─── SOURCE PASSAGE ───
Numerous college level electronics experiments can be performed using Pocket Science Lab (PSLab). The Android app and the Desktop app have all the essential features needed to perform these experiments and both these apps have quite a large number of experiments built-in. Some of the common experiments involve the use of BJT (Bipolar Junction Transistor), Zener Diode, FET (Field Effect Transistor), Op-Amp ( Operational Amplifier) etc. This blog walks through the details of performing some experiments using the above commonly used elements.  

The materials required for all the experiments are minimal and includes a few things like PSLab hardware device, components like Diodes, Transistors, Op-Amps etc., connecting wires/jumpers and secondary components like resistors, capacitors etc. Most of these elements would be a part of the PSLab Accessory Kit.

It is recommended to read this blog here, go through the resources mentioned at the end and also get acquainted with construction of circuits before advancing with the experiments mentioned in this blog.

Half Wave and Full Wave Rectifiers

The Bipolar Junction Transistor (BJT) can be used as a rectifier. Rectifiers are needed in circuits to obtain a nearly constant and stable output voltage and prevent any ripples in the circuit. The rectifier can be half wave or full wave depending on whether it rectifies one or both cycles of Alternating Voltage.

The circuit for the Half and Full Wave rectifier is given as follows:

  • Construct the above circuits on a breadboard.
  • For the half wave rectifier, connect the terminals of CH1 and GND of PSLab on the input side and the terminals of CH2 and GND on the output side.
  • The terminals of W1 and GND are also connected on the input side and they are used to generate a sine wave.
  • Use the PSLab Desktop App and open the Waveform Generator in Control. Set the wave type of W1 to Sine and set the frequency at 100 Hz and magnitude to 10mV. Then go ahead and open the Oscilloscope.
  • CH1 would display the input waveform and CH2 will display the output waveform and the plots can be observed.
  • The plot obtained will have rectification in only half of the cycle. In order to obtain rectification in the complete cycle, the full wave rectifier is needed.
  • For the full wave rectifier, the procedure is the same but an additional diode is used. Use an additional channel CH3 to plot the extra input.

  • The plot obtained from the above steps would still have ripples and so a capacitor is placed in parallel to cancel this effect.
───
Reproduce the portion of the rectifier text that begins at the words "The circuit for" and stops after the words "rectifier is needed.". The listing that comes next is separate material and unrelated to the rectifier text.
─── INFORMATION SUPPLIED ───
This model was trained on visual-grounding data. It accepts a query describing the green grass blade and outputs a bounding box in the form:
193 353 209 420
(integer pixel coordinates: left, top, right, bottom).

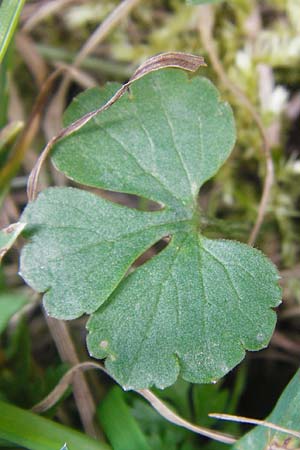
───
## RESULT
The circuit for the Half and Full Wave rectifier is given as follows:

  • Construct the above circuits on a breadboard.
  • For the half wave rectifier, connect the terminals of CH1 and GND of PSLab on the input side and the terminals of CH2 and GND on the output side.
  • The terminals of W1 and GND are also connected on the input side and they are used to generate a sine wave.
  • Use the PSLab Desktop App and open the Waveform Generator in Control. Set the wave type of W1 to Sine and set the frequency at 100 Hz and magnitude to 10mV. Then go ahead and open the Oscilloscope.
  • CH1 would display the input waveform and CH2 will display the output waveform and the plots can be observed.
  • The plot obtained will have rectification in only half of the cycle. In order to obtain rectification in the complete cycle, the full wave rectifier is needed.